Fatih Terim tartışmasız bu ligin en tecrübeli ve en çok başarı elde etmiş hocası. Fakat bu günlerde, takımında, elinde olanlar kadar elinde olmayan/hakim olamadığı gelişmeler de oluyor. Neredeyse ligde son düzlüğe girildiğinde Terim halâ kadro arayışında. Arda, Feghouli ve Onyekuru gibi isimleri bir kalemde kulübeye alabiliyor. Sisteminin dışına çıkıyor. Kalesinde Muslera yokken en az gol yiyen takım olmayı başaran Galatasaray’ın, Rizespor’dan 4 gol yemesine engel olamıyor. Rize maçının bitimine 35 dakika varken erkenden rest çekiyor, orta alanı boşaltıyor. Yani son haftalarda Terim, bildiğimiz Terim’den daha farklı davranıyor. Takımıyla aynı dili konuşamıyor!

EROL BULUT/EMRE BELÖZOĞLU

MEHMET DEMİRKOL

‘Emre Belözoğlu için Valencia mantıklı...’

Erol Bulut kötü başlamadı. Ancak var olan sorunlar tamir edileceğine büyüdü, birleşti, etkileşime girdi. Bazı maçlarda yaşanan oyun, oyuncu, strateji, plan kopuklukları artık başka seviyedeydi. Sorumlu kim bilinmez ama bu stresin iyi yönetildiğini söyleyemeyiz. Cocu giderken yazmıştım; "Sorun Cocu değil ama çözüm de Cocu değil..." Şimdi hem sorun kim, hem de çözüm ne bilmiyorum. Emre Belözoğlu için Valencia’nın tek forvet olduğu kalabalık orta sahalı bir yöntem mantıklı olabilir.

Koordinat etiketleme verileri
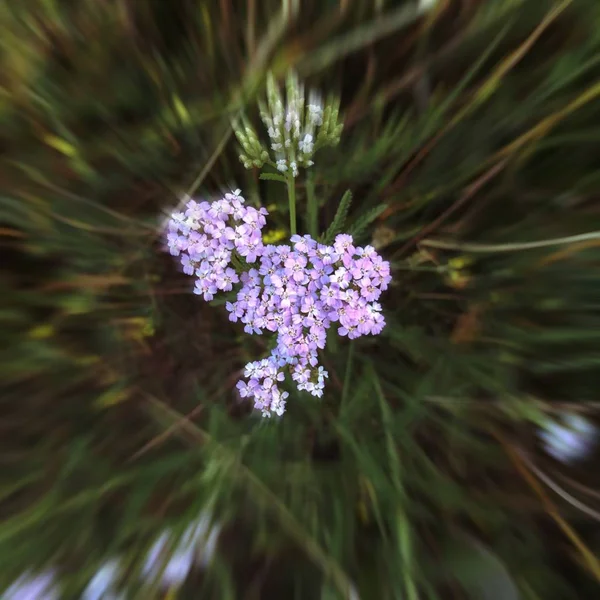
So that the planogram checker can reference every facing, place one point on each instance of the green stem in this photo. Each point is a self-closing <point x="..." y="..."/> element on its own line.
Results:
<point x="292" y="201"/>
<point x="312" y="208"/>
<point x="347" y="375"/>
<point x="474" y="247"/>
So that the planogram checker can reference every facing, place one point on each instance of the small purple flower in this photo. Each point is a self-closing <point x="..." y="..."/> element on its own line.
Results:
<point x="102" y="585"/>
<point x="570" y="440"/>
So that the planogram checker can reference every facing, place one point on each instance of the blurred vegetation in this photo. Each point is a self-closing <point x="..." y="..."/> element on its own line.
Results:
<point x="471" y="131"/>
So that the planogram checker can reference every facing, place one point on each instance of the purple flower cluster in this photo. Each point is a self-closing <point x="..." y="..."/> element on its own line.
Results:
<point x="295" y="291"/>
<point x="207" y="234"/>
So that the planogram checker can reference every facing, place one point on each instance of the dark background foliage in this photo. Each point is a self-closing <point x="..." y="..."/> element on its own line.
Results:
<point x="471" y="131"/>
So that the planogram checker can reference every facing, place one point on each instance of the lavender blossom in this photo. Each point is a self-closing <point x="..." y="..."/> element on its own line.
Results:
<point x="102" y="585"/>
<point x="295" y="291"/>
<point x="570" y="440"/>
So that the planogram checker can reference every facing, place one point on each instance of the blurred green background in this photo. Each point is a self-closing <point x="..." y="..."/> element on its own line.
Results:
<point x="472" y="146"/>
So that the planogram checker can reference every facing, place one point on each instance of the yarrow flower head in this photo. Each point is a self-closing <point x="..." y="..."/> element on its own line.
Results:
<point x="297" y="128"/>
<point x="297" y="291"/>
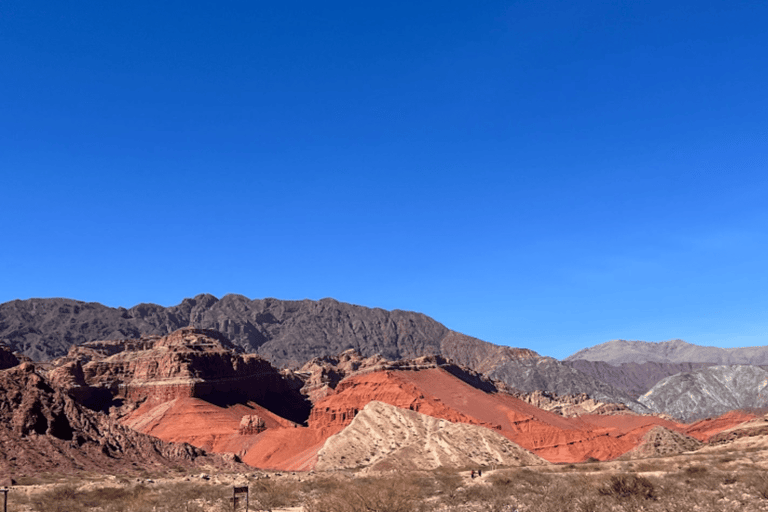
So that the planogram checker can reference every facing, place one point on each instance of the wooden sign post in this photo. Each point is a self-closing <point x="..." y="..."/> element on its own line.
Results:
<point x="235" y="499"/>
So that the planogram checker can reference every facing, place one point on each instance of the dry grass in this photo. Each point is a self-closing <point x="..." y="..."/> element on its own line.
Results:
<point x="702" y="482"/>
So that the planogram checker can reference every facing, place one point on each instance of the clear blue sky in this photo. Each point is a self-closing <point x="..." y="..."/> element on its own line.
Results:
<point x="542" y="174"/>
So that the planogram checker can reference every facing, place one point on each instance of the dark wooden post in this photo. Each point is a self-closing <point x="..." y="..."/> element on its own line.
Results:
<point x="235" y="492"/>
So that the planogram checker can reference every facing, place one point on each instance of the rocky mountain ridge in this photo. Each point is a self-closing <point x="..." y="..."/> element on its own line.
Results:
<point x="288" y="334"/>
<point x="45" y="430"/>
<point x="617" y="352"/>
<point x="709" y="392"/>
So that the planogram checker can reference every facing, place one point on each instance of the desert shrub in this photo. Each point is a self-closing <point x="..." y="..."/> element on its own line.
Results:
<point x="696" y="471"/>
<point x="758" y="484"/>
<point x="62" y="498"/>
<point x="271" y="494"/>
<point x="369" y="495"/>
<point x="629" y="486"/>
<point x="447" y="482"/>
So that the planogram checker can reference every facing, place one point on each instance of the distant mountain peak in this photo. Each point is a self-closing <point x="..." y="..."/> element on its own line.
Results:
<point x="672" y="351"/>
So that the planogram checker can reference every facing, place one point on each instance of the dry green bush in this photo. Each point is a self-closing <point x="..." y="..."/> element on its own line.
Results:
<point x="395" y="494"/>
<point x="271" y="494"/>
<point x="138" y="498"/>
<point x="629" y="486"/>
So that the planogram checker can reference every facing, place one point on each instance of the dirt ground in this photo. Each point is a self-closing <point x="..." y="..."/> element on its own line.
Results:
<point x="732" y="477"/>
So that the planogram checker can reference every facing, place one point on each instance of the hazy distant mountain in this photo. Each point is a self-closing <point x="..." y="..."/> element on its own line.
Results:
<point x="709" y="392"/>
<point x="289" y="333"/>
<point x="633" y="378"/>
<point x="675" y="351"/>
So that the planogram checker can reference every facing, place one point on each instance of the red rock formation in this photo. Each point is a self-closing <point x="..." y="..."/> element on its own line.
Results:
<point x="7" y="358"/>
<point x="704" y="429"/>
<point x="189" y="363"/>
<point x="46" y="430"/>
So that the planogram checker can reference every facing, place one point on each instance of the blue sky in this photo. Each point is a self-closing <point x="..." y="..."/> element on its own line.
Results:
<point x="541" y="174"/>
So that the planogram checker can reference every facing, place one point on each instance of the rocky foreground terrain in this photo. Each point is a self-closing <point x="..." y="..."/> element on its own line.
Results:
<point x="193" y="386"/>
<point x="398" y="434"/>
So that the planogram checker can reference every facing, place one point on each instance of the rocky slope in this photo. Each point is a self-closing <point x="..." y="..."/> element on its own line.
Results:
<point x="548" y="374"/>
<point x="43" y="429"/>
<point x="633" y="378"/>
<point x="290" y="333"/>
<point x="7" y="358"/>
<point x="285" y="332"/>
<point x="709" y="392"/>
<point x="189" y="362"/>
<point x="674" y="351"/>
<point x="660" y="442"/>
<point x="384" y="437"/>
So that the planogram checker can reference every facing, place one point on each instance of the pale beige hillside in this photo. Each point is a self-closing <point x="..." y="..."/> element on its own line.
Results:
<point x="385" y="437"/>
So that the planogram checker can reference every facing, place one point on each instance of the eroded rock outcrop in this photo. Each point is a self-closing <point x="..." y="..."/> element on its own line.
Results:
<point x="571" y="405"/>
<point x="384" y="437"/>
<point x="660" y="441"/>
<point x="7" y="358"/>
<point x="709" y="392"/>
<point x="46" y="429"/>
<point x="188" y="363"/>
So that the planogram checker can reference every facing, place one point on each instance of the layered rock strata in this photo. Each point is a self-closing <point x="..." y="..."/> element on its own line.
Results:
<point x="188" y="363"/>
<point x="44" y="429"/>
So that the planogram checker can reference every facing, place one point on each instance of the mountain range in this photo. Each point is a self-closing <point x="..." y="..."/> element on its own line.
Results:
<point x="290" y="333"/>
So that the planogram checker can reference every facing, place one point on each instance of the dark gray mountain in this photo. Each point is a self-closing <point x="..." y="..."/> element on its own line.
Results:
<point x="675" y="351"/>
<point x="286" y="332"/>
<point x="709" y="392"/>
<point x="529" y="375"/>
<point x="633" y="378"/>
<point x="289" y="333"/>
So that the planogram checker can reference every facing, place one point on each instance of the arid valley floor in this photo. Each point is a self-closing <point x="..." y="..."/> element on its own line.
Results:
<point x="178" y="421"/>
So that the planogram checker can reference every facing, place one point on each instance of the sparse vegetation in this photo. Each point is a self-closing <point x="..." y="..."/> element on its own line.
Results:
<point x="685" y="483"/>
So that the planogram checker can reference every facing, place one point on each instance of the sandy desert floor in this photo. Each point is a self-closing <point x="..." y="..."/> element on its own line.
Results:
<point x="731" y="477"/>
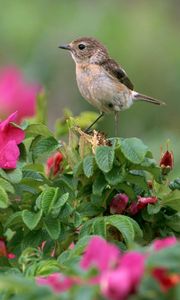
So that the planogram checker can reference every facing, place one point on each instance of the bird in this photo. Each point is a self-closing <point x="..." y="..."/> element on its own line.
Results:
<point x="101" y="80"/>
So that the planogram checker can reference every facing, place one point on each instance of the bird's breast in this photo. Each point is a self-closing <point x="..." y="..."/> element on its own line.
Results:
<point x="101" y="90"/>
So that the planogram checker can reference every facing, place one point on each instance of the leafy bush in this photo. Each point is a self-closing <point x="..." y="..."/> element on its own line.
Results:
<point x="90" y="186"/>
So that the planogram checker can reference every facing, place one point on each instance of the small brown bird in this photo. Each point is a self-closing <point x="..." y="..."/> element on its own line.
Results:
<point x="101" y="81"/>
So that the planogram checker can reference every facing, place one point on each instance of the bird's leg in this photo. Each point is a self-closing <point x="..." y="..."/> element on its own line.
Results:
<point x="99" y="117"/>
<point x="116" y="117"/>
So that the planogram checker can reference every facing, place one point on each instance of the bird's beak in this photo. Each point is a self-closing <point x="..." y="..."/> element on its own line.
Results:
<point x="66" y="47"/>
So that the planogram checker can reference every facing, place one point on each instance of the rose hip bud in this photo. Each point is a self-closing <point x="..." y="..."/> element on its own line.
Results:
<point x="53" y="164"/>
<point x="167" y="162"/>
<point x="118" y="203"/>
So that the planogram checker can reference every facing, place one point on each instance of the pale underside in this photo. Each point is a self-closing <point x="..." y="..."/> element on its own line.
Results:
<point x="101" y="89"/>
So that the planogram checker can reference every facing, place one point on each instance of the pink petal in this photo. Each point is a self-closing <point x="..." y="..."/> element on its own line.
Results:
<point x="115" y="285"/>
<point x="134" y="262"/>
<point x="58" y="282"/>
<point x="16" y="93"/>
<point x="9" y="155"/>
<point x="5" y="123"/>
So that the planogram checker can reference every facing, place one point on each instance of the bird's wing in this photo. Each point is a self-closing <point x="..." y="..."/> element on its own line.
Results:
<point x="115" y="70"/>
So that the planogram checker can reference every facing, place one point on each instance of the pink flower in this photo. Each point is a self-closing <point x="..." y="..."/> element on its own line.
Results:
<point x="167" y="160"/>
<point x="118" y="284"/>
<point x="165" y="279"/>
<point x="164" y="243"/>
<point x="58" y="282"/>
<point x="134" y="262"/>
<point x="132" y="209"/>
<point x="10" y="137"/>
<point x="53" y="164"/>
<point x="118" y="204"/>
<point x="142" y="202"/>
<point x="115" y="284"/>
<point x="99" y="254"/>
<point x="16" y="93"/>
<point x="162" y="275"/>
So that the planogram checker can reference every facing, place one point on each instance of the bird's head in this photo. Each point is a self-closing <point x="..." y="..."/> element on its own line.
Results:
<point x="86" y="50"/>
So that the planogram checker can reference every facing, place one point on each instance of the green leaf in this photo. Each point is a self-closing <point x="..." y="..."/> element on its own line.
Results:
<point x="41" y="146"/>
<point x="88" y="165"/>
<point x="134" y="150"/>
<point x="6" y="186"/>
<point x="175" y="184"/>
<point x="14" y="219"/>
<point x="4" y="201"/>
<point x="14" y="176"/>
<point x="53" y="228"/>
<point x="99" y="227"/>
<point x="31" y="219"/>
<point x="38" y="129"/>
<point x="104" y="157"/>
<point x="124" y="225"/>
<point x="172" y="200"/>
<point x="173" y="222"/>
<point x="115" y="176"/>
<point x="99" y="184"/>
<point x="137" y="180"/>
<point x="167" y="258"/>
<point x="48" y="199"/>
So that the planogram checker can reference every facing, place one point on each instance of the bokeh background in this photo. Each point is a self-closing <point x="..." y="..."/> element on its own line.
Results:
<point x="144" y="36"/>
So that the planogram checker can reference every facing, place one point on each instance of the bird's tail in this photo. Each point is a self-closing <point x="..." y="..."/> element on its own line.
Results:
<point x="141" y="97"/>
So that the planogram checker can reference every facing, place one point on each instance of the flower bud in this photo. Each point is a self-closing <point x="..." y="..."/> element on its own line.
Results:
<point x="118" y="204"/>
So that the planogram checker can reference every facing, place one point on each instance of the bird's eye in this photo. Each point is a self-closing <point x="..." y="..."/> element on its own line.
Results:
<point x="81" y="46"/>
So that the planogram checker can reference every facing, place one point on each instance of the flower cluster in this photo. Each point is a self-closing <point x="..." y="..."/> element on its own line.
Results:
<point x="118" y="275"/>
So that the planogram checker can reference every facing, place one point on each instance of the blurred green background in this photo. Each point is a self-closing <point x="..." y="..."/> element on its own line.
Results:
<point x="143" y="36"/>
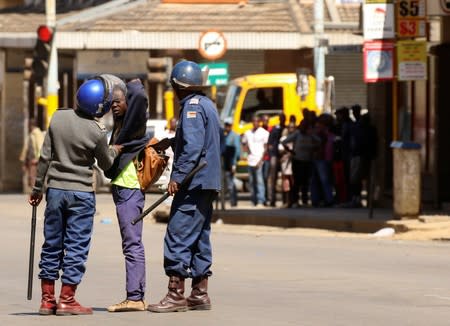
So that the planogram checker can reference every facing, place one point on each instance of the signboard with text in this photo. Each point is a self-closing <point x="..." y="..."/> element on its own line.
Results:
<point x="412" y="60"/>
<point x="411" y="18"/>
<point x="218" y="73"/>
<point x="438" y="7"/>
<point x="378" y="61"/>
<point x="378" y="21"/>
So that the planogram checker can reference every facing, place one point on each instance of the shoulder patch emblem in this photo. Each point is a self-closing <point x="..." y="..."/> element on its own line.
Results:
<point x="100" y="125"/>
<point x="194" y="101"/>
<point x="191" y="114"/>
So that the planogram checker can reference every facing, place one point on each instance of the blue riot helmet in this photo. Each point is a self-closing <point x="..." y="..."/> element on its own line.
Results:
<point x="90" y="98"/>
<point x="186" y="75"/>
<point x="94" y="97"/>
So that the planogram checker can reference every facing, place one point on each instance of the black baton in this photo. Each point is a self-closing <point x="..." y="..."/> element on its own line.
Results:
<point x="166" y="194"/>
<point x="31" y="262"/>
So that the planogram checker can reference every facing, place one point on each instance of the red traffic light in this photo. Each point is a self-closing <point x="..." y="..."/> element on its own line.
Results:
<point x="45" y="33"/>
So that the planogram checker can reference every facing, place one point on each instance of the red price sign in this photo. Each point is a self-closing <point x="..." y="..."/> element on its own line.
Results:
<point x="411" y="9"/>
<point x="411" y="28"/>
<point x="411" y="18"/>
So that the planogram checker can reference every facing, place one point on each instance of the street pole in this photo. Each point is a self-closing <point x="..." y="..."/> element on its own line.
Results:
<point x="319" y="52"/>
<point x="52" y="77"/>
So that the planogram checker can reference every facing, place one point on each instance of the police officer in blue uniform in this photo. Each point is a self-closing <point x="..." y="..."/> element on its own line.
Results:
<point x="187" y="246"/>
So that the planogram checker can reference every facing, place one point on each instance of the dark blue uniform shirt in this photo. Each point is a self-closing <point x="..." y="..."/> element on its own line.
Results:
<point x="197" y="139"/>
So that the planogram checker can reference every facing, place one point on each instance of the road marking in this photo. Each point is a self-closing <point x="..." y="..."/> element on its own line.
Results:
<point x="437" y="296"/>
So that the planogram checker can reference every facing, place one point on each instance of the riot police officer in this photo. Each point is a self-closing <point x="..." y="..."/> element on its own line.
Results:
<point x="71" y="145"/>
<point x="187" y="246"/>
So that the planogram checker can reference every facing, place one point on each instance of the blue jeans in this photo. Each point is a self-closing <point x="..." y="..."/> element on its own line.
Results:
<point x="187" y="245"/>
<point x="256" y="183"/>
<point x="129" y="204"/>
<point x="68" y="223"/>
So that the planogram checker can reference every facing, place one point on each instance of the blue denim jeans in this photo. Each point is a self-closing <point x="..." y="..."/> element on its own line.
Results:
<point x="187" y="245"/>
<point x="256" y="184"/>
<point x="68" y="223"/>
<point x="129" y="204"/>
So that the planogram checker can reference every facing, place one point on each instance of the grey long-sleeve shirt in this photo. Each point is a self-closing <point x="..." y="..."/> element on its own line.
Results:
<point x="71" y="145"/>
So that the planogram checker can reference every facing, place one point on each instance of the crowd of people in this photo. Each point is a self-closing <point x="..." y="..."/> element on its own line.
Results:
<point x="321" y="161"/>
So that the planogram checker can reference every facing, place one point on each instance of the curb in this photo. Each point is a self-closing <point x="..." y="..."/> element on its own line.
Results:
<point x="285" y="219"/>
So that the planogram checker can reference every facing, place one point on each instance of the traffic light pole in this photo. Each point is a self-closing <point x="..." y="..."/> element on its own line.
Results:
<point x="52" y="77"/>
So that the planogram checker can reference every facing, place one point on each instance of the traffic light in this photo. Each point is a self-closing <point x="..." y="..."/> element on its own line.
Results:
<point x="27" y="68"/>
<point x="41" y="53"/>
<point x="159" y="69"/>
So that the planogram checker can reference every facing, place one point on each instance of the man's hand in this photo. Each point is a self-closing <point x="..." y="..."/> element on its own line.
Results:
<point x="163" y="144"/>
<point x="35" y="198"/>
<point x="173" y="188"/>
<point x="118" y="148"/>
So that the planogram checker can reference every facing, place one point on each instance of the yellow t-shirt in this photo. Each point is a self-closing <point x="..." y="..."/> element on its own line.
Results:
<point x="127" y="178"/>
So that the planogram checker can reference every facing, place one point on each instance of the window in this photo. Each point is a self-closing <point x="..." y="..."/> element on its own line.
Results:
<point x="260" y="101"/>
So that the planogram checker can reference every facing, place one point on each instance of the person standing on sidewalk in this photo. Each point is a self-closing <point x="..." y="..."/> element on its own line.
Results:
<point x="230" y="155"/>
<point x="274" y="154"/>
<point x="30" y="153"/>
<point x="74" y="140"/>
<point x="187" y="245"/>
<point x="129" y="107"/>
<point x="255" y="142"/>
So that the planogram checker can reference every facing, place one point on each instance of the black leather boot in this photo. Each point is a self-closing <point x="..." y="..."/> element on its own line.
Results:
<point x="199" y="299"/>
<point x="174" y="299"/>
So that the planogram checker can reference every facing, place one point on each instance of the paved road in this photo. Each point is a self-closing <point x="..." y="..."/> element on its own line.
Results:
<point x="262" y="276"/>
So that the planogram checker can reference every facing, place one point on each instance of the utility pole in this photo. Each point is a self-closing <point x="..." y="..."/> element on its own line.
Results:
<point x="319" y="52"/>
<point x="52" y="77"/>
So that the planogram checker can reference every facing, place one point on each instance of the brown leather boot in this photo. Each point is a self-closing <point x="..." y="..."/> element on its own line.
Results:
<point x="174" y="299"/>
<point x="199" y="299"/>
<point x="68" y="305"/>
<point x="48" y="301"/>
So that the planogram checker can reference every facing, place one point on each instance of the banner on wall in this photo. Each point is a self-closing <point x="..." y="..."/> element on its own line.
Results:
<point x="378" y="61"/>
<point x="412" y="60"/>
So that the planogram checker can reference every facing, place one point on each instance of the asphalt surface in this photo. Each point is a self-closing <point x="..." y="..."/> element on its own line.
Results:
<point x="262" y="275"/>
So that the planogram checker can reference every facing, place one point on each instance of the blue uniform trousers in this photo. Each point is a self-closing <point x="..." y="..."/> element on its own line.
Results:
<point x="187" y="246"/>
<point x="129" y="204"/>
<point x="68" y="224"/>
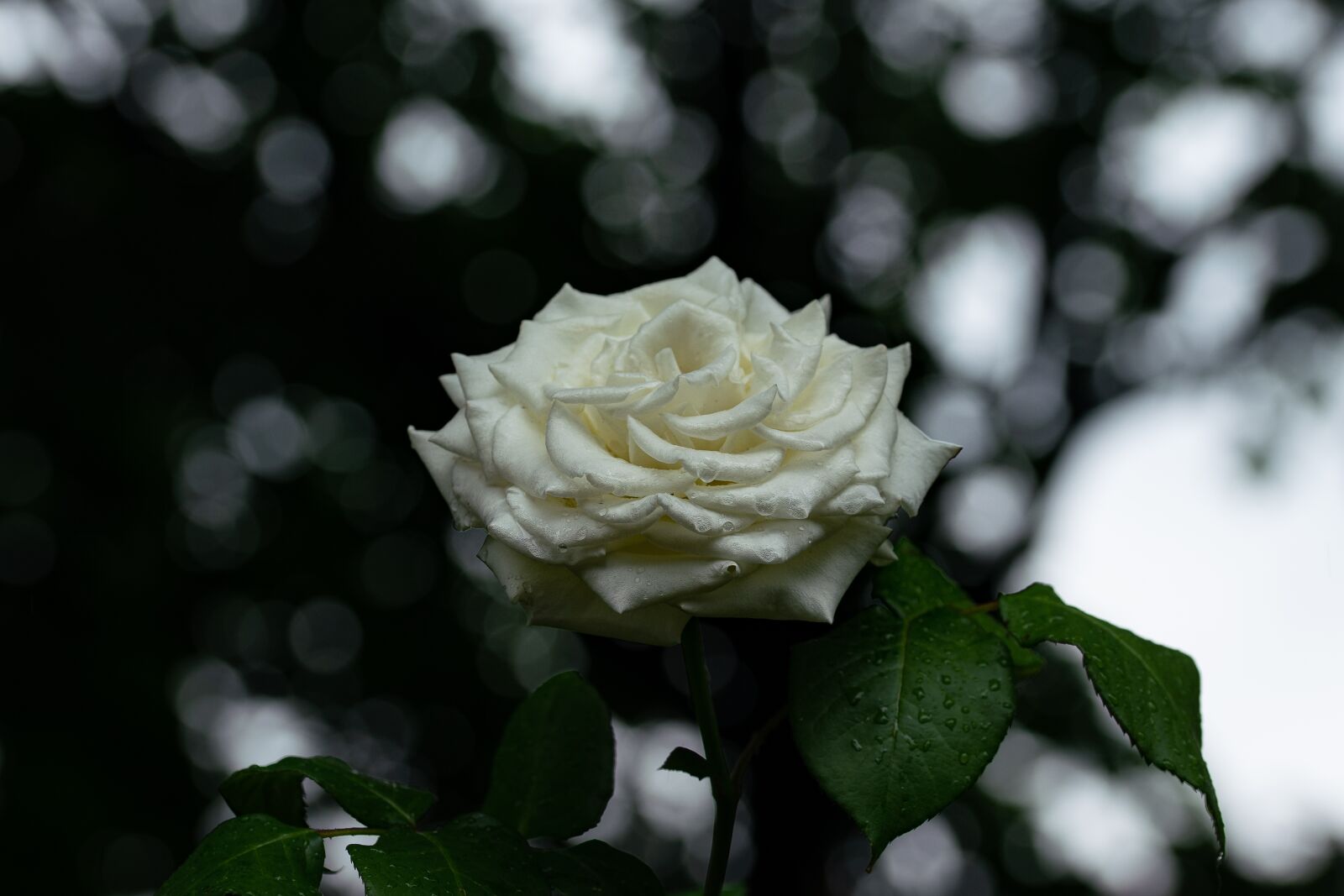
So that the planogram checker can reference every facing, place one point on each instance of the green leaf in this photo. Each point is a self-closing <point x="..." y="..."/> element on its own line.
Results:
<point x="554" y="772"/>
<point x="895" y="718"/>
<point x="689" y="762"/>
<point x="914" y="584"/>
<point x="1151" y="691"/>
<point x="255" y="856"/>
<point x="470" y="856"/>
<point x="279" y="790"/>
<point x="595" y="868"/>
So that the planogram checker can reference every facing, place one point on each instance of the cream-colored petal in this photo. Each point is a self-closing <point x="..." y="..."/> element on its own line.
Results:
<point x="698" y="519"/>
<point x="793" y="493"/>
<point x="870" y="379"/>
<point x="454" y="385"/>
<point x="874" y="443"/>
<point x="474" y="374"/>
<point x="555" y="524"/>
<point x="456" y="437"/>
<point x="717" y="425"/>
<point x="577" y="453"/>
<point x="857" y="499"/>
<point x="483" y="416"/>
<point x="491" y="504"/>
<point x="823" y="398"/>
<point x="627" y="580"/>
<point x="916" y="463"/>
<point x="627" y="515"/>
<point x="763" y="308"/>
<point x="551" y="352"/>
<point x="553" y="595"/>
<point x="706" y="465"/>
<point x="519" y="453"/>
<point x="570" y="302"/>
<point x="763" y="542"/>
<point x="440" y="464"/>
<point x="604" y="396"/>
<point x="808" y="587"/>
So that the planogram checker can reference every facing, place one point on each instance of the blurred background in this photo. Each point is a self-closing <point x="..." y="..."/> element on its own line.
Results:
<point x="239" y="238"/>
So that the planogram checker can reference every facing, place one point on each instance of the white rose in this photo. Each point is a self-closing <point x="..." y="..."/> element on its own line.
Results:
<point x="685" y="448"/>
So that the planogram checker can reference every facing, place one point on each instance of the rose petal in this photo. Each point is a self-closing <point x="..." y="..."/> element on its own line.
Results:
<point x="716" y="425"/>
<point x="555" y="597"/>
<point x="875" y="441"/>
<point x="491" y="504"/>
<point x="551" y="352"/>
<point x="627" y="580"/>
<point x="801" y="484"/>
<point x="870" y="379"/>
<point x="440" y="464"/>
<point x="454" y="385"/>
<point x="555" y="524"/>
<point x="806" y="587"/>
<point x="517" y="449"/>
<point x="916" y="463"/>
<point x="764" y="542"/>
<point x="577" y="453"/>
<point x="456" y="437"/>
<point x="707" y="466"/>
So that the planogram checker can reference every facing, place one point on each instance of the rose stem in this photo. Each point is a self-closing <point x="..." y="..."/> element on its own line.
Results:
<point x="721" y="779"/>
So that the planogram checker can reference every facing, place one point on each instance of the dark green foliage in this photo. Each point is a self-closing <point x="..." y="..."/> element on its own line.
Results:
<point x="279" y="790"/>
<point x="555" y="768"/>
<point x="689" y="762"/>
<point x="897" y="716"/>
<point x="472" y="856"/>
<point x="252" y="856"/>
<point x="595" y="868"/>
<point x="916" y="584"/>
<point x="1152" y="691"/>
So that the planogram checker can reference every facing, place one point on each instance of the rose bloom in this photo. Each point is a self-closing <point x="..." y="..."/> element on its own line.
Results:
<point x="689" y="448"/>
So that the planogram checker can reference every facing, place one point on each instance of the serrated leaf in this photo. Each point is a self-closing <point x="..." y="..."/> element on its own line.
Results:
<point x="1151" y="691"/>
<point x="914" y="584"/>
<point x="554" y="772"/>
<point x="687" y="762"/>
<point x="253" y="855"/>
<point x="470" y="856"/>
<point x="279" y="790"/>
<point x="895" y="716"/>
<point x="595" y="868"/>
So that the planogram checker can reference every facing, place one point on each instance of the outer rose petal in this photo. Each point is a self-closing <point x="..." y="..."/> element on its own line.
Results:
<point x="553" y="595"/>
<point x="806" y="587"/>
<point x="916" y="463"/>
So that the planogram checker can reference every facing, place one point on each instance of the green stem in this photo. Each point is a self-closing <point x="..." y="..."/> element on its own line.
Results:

Görevler:
- 1) Futbol yazısının "MEHMET DEMİRKOL" sözleriyle başlayıp "yöntem mantıklı olabilir." sözleriyle biten kısmını olduğu gibi yazın.
- 2) Aşağıdaki ifadelerin futbol yazısıyla uyuşup uyuşmadığını belirtin. Her biri için evet ya da hayır deyin ve kararı belirleyen sözleri yazıdan aynen alıntılayın.
(a) Galatasaray, Rizespor'dan 4 gol yemiştir.
(b) Erol Bulut göreve kötü bir başlangıç yapmıştır.
(c) Terim, Feghouli'yi kulübeye alabilmektedir.
- 3) Futbol yazısına göre aşağıdaki soruları yanıtlayın.
(a) Terim, Rize maçının bitimine kaç dakika varken rest çekiyor?
(b) Galatasaray, kalesinde hangi oyuncu yokken en az gol yiyen takım olmayı başarmıştı?
(c) Yazar, Cocu giderken ne yazmıştı?

Görevlerin Çözümleri:
- 1)
MEHMET DEMİRKOL

‘Emre Belözoğlu için Valencia mantıklı...’

Erol Bulut kötü başlamadı. Ancak var olan sorunlar tamir edileceğine büyüdü, birleşti, etkileşime girdi. Bazı maçlarda yaşanan oyun, oyuncu, strateji, plan kopuklukları artık başka seviyedeydi. Sorumlu kim bilinmez ama bu stresin iyi yönetildiğini söyleyemeyiz. Cocu giderken yazmıştım; "Sorun Cocu değil ama çözüm de Cocu değil..." Şimdi hem sorun kim, hem de çözüm ne bilmiyorum. Emre Belözoğlu için Valencia’nın tek forvet olduğu kalabalık orta sahalı bir yöntem mantıklı olabilir.

- 2)
(a) Evet: "Rizespor’dan 4 gol yemesine engel olamıyor."
(b) Hayır: "Erol Bulut kötü başlamadı."
(c) Evet: "Arda, Feghouli ve Onyekuru gibi isimleri bir kalemde kulübeye alabiliyor."

- 3)
(a) 35 dakika varken.
(b) Muslera.
(c) "Sorun Cocu değil ama çözüm de Cocu değil..."